**Set task A**.
Transcribe the records below, starting at the line that contains "of the dark" and ending with the final line of the records.

**Text block**.
************

This value indicates that the thread hasn't been preempted
earlier.
[0068] At step 806, the called function pointer field in the
floating thread data structure is set to point to the memory
address of the preemptive function being called. At step 808, the
parameters that the function is going to be called with are saved
on the thread's store. The function pointer and function parameters
are saved so that if the thread is preempted, it can restart from
the beginning of the preemptive function, in accordance with the
methodology of writing preemptive functions as explained
earlier.
[0069] At step 810, the preemptive function indicated in the
floating thread main level function code is called with the
appropriate parameters. Here, the calling convention of the
compiler compiling preemptive functions needs to be used. For
instance, the compiler may expect the function parameters in a few
designated registers, or on the stack. In an embodiment of the
disclosed invention, a standard C compiler does the compilation of
the floating thread. Such a compiler has a standard pre-determined
function calling convention, which then needs to be followed. In
such a case, appropriate parameter setup would be required prior to
calling the function.
[0070] In an alternative embodiment, where a special compiler is
used for compiling the preemptive function, the compiler
functionality can be augmented to read the function parameters from
the thread store directly. In such a case parameter setup need not
be performed since the function parameters are already stored on
the thread store at step 808.
[0071] In order to call a preemptive function, the floating thread
stack on the corresponding processor also needs to be setup. This
stack would be used by the preemptive function for its activation
record and the activation records of functions it calls. Before
calling the preemptive function, the activation record of the main
level function is on the stack. The compiler assumes that this
activation record does not remain persistent across the preemptive
function call. Hence, the activation record of the preemptive
function can overwrite the activation record of the main level
function.
[0072] The stack pointer continues to point to the same base of the
stack that the main level function was running on. Keeping the
stack pointer stationary is necessary. This is because when the
preemptive function is restarted, the stack is setup by the
operating system, and not the floating thread main level function.
This stack is set up to start from the stack base of the floating
thread stack. Thus, in order to maintain consistency, the floating
thread main level function should also setup the stack for the
preemptive function in a similar manner.

************

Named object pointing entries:
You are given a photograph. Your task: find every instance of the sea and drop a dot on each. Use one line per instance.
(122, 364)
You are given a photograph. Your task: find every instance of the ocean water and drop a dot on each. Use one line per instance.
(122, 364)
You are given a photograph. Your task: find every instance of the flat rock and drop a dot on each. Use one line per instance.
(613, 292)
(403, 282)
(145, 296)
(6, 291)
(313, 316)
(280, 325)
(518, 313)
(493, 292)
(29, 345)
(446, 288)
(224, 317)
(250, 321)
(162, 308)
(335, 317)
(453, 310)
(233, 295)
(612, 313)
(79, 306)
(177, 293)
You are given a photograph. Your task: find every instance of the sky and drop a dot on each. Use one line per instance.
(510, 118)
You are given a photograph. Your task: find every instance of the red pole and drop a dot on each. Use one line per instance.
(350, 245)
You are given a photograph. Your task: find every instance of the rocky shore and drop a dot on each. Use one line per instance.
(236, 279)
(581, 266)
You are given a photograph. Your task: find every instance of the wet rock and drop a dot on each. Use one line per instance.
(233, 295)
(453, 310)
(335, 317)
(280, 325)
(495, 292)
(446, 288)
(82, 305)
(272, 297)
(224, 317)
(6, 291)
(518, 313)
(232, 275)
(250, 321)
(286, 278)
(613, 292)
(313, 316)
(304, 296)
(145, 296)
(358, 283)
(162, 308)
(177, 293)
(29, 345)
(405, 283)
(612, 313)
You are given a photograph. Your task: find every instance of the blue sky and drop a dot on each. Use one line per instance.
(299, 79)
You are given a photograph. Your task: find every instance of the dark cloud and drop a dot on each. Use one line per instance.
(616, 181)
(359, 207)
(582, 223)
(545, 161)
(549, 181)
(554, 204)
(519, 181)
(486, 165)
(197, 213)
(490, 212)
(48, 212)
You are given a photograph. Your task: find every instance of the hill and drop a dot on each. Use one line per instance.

************

**Set task B**.
Reproduce word for word the part of the passage on preemptive function calls that begins at the words "[0072] The stack" and ends after the words "a similar manner.".

**Task answer A**.
You are given a photograph. Your task: find every instance of the dark cloud and drop a dot on each. Use one line per instance.
(616, 181)
(359, 207)
(582, 223)
(545, 161)
(549, 181)
(554, 204)
(519, 181)
(486, 165)
(197, 213)
(490, 212)
(48, 212)
You are given a photograph. Your task: find every instance of the hill and drop a dot on each. Use one line per instance.

**Task answer B**.
[0072] The stack pointer continues to point to the same base of the
stack that the main level function was running on. Keeping the
stack pointer stationary is necessary. This is because when the
preemptive function is restarted, the stack is setup by the
operating system, and not the floating thread main level function.
This stack is set up to start from the stack base of the floating
thread stack. Thus, in order to maintain consistency, the floating
thread main level function should also setup the stack for the
preemptive function in a similar manner.